[Stored dataset items]
··········
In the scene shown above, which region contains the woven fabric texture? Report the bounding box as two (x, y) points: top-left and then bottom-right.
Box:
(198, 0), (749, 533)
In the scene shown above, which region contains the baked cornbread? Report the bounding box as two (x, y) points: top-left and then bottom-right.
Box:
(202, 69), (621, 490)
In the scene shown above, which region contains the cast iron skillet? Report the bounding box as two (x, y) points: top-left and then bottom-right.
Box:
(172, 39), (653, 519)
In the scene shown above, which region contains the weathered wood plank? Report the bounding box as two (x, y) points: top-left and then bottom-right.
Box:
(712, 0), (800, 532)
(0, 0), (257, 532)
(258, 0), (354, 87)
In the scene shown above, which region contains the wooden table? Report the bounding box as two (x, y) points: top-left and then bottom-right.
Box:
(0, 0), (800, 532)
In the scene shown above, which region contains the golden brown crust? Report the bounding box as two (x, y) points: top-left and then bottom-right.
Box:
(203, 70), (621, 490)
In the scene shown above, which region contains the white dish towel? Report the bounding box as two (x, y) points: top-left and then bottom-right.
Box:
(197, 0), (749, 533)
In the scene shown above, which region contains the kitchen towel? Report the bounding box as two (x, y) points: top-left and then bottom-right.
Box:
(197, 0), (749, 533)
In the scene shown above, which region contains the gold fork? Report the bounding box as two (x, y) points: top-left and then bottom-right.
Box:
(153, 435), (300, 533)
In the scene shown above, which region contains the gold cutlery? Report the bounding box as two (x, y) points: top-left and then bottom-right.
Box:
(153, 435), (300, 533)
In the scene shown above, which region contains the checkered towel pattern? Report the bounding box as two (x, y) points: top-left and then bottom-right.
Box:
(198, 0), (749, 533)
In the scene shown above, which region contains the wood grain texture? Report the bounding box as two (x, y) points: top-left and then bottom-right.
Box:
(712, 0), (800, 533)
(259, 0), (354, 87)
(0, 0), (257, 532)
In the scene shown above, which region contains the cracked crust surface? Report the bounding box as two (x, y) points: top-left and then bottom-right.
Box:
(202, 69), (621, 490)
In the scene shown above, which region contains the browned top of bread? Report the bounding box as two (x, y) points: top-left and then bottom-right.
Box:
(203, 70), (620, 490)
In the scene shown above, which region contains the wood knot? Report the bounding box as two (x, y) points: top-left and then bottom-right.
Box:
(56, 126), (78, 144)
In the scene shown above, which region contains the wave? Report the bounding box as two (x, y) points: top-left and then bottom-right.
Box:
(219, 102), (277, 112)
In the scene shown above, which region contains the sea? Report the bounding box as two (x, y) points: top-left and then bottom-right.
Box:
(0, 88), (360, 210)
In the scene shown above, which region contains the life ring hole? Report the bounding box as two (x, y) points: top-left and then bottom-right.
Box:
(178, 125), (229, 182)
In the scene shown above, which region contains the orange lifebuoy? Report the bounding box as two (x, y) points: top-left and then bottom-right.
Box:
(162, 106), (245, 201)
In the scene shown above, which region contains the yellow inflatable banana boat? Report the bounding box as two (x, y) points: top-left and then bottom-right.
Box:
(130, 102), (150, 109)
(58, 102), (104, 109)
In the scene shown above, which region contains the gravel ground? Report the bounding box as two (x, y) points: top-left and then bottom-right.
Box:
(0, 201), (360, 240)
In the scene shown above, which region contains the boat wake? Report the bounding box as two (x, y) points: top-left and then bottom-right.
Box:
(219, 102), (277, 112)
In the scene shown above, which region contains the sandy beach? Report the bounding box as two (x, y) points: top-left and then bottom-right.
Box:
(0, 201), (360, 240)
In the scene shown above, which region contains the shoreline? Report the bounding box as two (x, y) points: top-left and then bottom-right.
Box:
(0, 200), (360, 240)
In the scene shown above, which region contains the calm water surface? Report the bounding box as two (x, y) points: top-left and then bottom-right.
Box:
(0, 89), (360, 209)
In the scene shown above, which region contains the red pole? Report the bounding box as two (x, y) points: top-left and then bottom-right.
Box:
··········
Set task:
Format all of the items above as a numbered list, omitting any blank lines.

Response:
1. In the scene shown above, which region contains the woven fabric texture? Report the bounding box as two (x, y) points: top-left and then bottom-right.
2. Box:
3. (198, 0), (749, 533)
4. In the scene shown above, which region contains the baked cornbread? Report the bounding box as two (x, y) points: top-left and then bottom-right.
5. Box:
6. (202, 69), (621, 490)
7. In the scene shown above, which region contains the cast iron skillet? Report the bounding box as two (x, y) points: top-left and then bottom-right.
8. Box:
9. (172, 39), (653, 519)
10. In the scene shown above, which region contains the weathered wood plank? Report the bounding box as two (x, y) points: top-left and then bottom-right.
11. Box:
12. (712, 0), (800, 532)
13. (0, 0), (257, 532)
14. (258, 0), (354, 87)
15. In the scene shown above, which region contains the wooden table? Report the bounding box as two (x, y) points: top-left and then bottom-right.
16. Box:
17. (0, 0), (800, 532)
18. In the scene shown above, which region contains the golden brown crust? Report the bounding box as two (x, y) points: top-left and then bottom-right.
19. Box:
20. (203, 70), (621, 490)
21. In the scene shown above, which region contains the white dish towel? Report the bounding box as two (x, y) points: top-left and then bottom-right.
22. Box:
23. (197, 0), (749, 533)
24. In the scene shown above, which region contains the kitchen towel? Report the bounding box as two (x, y) points: top-left and then bottom-right.
25. Box:
26. (197, 0), (749, 533)
27. In the scene shown above, which region contains the gold fork? Report the bounding box as two (x, y) points: top-left and then bottom-right.
28. Box:
29. (153, 435), (300, 533)
30. In the scene shown above, which region contains the gold cutlery? Report the bounding box as two (x, y) points: top-left and then bottom-right.
31. Box:
32. (153, 435), (300, 533)
33. In the scene shown above, which region contains the checkered towel pattern? Report the bounding box as two (x, y) points: top-left and then bottom-right.
34. Box:
35. (198, 0), (749, 533)
36. In the scene shown above, which region contains the wood grain texture? Report the bounding box as two (x, y) points: top-left and then bottom-right.
37. Box:
38. (712, 0), (800, 533)
39. (259, 0), (354, 87)
40. (0, 0), (257, 532)
41. In the scene shown above, which region contains the cracked crust surface? Report the bounding box as two (x, y) points: top-left and then bottom-right.
42. Box:
43. (202, 69), (621, 490)
44. In the scene shown above, which region contains the browned top of bread? Report the bounding box as two (x, y) points: top-left and then bottom-right.
45. Box:
46. (203, 70), (620, 490)
47. In the scene shown above, which region contains the wood knot? Report the bounding box as two (x, y) points: top-left and then bottom-right.
48. Box:
49. (56, 126), (78, 144)
50. In the scene shown above, which region contains the wave? Report the bounding box as two (x, y) points: top-left and then bottom-right.
51. Box:
52. (219, 102), (277, 112)
53. In the scene shown above, which region contains the sea? Report the bounding box as two (x, y) points: top-left and then bottom-right.
54. Box:
55. (0, 88), (360, 210)
56. In the scene shown above, which region contains the life ring hole? Report the bounding box as two (x, y) points: top-left and then bottom-right.
57. Box:
58. (178, 125), (229, 182)
59. In the scene shown above, which region contains the orange lifebuoy? Report the bounding box as two (x, y) points: top-left and then bottom-right.
60. Box:
61. (162, 106), (245, 201)
62. In the scene shown above, which region contains the yellow inflatable banana boat? Report the bounding box as two (x, y) points: top-left and then bottom-right.
63. Box:
64. (130, 102), (150, 109)
65. (58, 102), (104, 109)
66. In the scene shown above, which region contains the gravel ground? Report the bounding box as two (x, y) points: top-left and then bottom-right.
67. Box:
68. (0, 201), (360, 240)
69. In the scene shown above, which region contains the boat wake? Report the bounding box as two (x, y) points: top-left and then bottom-right.
70. Box:
71. (219, 102), (277, 112)
72. In the scene shown above, which region contains the sandy beach? Report the bounding box as two (x, y) points: top-left and then bottom-right.
73. Box:
74. (0, 201), (360, 240)
75. In the scene shown above, which region contains the shoreline? Report the bounding box as two (x, y) points: top-left and then bottom-right.
76. Box:
77. (0, 200), (360, 240)
78. In the scene shown above, which region contains the calm water surface? Report the bounding box as two (x, y) points: top-left and then bottom-right.
79. Box:
80. (0, 89), (360, 209)
81. In the scene shown above, which region contains the red pole? Report the bounding box as two (x, y) points: top-left and then bottom-right.
82. Box:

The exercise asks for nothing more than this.